#### Recorded information:
=== Begin Enclosure ===
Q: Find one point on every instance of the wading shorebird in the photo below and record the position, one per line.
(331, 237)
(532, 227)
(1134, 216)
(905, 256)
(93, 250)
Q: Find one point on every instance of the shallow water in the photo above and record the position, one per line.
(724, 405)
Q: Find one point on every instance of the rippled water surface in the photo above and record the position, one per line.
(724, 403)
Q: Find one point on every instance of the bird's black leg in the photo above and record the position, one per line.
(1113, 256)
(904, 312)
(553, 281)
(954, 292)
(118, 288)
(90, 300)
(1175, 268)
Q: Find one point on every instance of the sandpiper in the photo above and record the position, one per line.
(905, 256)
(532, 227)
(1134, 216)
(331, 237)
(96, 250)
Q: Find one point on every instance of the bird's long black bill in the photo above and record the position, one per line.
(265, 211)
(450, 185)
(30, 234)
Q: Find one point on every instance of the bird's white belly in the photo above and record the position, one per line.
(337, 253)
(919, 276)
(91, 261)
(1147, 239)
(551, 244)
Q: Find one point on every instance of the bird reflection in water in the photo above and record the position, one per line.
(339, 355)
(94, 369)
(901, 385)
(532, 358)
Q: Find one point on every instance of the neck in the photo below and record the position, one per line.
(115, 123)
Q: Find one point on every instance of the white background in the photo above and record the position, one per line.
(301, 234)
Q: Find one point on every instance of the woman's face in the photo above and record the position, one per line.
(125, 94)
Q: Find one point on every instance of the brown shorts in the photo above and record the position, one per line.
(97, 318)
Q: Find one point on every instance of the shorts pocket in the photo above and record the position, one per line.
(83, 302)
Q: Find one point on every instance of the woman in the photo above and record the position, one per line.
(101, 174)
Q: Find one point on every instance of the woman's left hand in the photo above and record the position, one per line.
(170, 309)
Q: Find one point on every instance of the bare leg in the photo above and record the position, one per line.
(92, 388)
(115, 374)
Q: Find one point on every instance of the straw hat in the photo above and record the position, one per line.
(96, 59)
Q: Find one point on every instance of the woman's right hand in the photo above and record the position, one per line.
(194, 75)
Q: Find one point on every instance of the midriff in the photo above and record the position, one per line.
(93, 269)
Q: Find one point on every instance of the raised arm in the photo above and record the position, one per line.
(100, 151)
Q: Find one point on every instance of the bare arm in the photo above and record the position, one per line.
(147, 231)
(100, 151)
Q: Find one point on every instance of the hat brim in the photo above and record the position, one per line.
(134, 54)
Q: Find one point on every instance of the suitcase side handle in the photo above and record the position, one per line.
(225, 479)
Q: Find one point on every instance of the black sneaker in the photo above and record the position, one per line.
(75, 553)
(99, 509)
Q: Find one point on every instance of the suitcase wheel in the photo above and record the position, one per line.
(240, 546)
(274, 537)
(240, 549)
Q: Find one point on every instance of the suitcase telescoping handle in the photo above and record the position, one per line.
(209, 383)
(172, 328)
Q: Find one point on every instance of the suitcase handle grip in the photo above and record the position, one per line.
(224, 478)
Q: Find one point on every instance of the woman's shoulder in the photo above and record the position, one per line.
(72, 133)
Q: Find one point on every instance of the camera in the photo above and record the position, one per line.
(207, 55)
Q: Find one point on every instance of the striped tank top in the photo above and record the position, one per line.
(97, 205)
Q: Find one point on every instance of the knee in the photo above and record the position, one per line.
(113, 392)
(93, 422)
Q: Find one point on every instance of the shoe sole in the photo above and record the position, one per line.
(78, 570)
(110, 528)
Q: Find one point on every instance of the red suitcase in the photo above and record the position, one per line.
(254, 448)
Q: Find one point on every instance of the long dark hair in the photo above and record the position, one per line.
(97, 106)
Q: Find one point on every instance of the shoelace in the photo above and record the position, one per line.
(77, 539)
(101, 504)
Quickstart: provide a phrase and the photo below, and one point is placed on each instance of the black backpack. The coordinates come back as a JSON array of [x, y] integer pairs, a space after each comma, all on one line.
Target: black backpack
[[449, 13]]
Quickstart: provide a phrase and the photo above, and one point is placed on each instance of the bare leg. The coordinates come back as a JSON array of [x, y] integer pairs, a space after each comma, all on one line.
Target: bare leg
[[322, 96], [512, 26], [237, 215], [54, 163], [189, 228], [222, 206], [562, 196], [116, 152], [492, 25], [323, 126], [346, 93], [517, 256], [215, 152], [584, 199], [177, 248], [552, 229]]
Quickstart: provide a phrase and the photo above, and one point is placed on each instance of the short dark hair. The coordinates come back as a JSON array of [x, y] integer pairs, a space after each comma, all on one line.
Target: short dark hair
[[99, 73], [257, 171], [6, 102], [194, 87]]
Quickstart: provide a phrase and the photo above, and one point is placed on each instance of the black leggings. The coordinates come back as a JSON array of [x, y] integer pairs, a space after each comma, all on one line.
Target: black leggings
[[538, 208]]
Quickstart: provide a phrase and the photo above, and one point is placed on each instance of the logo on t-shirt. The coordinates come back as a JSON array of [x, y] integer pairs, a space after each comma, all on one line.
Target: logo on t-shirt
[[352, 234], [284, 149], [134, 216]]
=== End Enclosure ===
#### About this exercise:
Would you transcribe all of the data, keeping each line exact?

#### Written response:
Q: Find one point on every instance of the wading shorebird in the photo below and record the position, one per line.
(331, 237)
(532, 227)
(1134, 216)
(905, 256)
(93, 250)
Q: Find one point on every instance of the shallow water in the photo above and record the position, one per line.
(724, 405)
Q: Find one point on every instance of the rippled water surface in the photo above and record the position, one per line.
(724, 403)
Q: Find one point on every instance of the bird's black leg in the photo above and record the position, one per line.
(1113, 256)
(904, 312)
(553, 281)
(954, 292)
(118, 288)
(90, 300)
(1175, 268)
Q: Find one point on every instance of the sandpiper in the photo above and record the position, one per line.
(905, 256)
(532, 227)
(1134, 216)
(331, 237)
(96, 250)
Q: Find one point on every instance of the bird's long black bill in the photo above and record the position, one per line.
(265, 211)
(450, 185)
(30, 234)
Q: Find one point on every instance of the bird's white belly in the photo above and record the position, one per line.
(337, 253)
(919, 276)
(91, 261)
(1147, 239)
(551, 244)
Q: Find one point on every instance of the bird reflection in water in the photo above and record the position, one per line.
(339, 355)
(94, 369)
(901, 385)
(532, 358)
Q: Find one point on every instance of the neck in the photo below and record the position, one per line.
(115, 123)
Q: Find one point on every instance of the white background in the photo above and record the position, one per line.
(301, 234)
Q: Find one point on every instance of the woman's face in the photo above and record the position, one per line.
(125, 94)
Q: Find one point on every instance of the brown shorts in the photo above and record the position, one per line.
(97, 318)
Q: Find one point on every instance of the shorts pocket in the photo above and record the position, one per line.
(83, 302)
Q: Find one point on every instance of the woman in the photo above and record the position, one per line.
(101, 174)
Q: Find one point on every instance of the woman's left hand in the photo above and record the position, one per line.
(170, 309)
Q: Find one point on every instance of the bare leg in the photo above and record the position, one per line.
(92, 388)
(115, 374)
Q: Find one point on every instance of the straw hat in the photo above and record the position, one per line.
(96, 59)
Q: Find one point on every instance of the woman's right hand in the photo above and record the position, one per line.
(194, 75)
Q: Find one point on every instance of the midriff in the photo above and record the position, one per line.
(93, 269)
Q: Find one point on every instance of the raised arm in the photo above and record the position, one per line.
(100, 151)
Q: Find one point on every instance of the bare arm in the photo above and record the position, one per line.
(147, 231)
(100, 151)
Q: Find one point on every instance of the hat brim in the photo above and record the position, one per line.
(134, 54)
Q: Find one point on every instance of the suitcase side handle in the photo above and record the position, one per line.
(225, 479)
Q: Find one point on every instance of the black sneaker in the photo above and record the position, one per line.
(75, 553)
(99, 509)
Q: Find one point on every instance of the suitcase wheel in the photo above and record the position, one per line.
(240, 546)
(274, 537)
(240, 549)
Q: Find one point on every instance of the suitcase telescoping handle in the photo above and record the position, one per line.
(209, 383)
(172, 328)
Q: Find one point on every instance of the suitcase handle grip in the photo above and record the position, one per line.
(224, 478)
Q: Find one point on every instance of the woman's shoulder in the photo above and record the position, one per line.
(72, 133)
Q: Find one point on every instance of the camera in the photo above and record the position, one per line.
(207, 55)
Q: Find one point on every instance of the striped tank top in the photo above and record the position, one per line.
(97, 205)
Q: Find one point on every instance of the knee in the photo above and record the position, one per line.
(113, 392)
(93, 422)
Q: Find one point on every instance of the shoe sole in the photo above and record the position, one per line.
(78, 570)
(110, 528)
Q: Find one point on every instance of the red suitcase in the photo above and record the position, one per line.
(254, 448)
Q: Find one point on every instance of the long dark hair in the photo above and record the position, one per line.
(97, 106)
Q: Find one point on every instance of the shoelace in the photo above and record the position, one per line.
(77, 539)
(101, 504)
Quickstart: provide a phrase and the photo below, and one point is placed on each instance of the black backpack. The coordinates come back as a JSON array of [x, y] integer pairs, a space after each comma, all on one line.
Target: black backpack
[[449, 13]]
Quickstart: provide a phrase and the photo above, and one point is placed on each instance of the bare leg. The coordinates come back as a JSON array of [x, y] integer pairs, a space after each comma, all on one line.
Target: bare leg
[[322, 96], [512, 26], [237, 215], [54, 163], [189, 228], [222, 206], [562, 196], [116, 152], [492, 25], [323, 126], [346, 93], [517, 256], [215, 152], [584, 199], [177, 248], [552, 229]]
Quickstart: provide a phrase and the photo above, and one point is placed on each instance of the short dark hair. The coordinates come back as a JSON array of [x, y] integer pairs, a space after each comma, all on one line.
Target: short dark hair
[[99, 73], [257, 171], [6, 102], [194, 87]]
Quickstart: provide a phrase and the photo above, and one point is placed on each instance of the black leggings. The coordinates come back as a JSON array of [x, y] integer pairs, a space after each comma, all on one line.
Target: black leggings
[[538, 208]]
Quickstart: provide a phrase and the photo above, and one point is placed on each instance of the logo on t-shirt. The coordinates come back as a JSON array of [x, y] integer pairs, a space after each comma, all on one line.
Target: logo on t-shirt
[[352, 234], [284, 149], [134, 216]]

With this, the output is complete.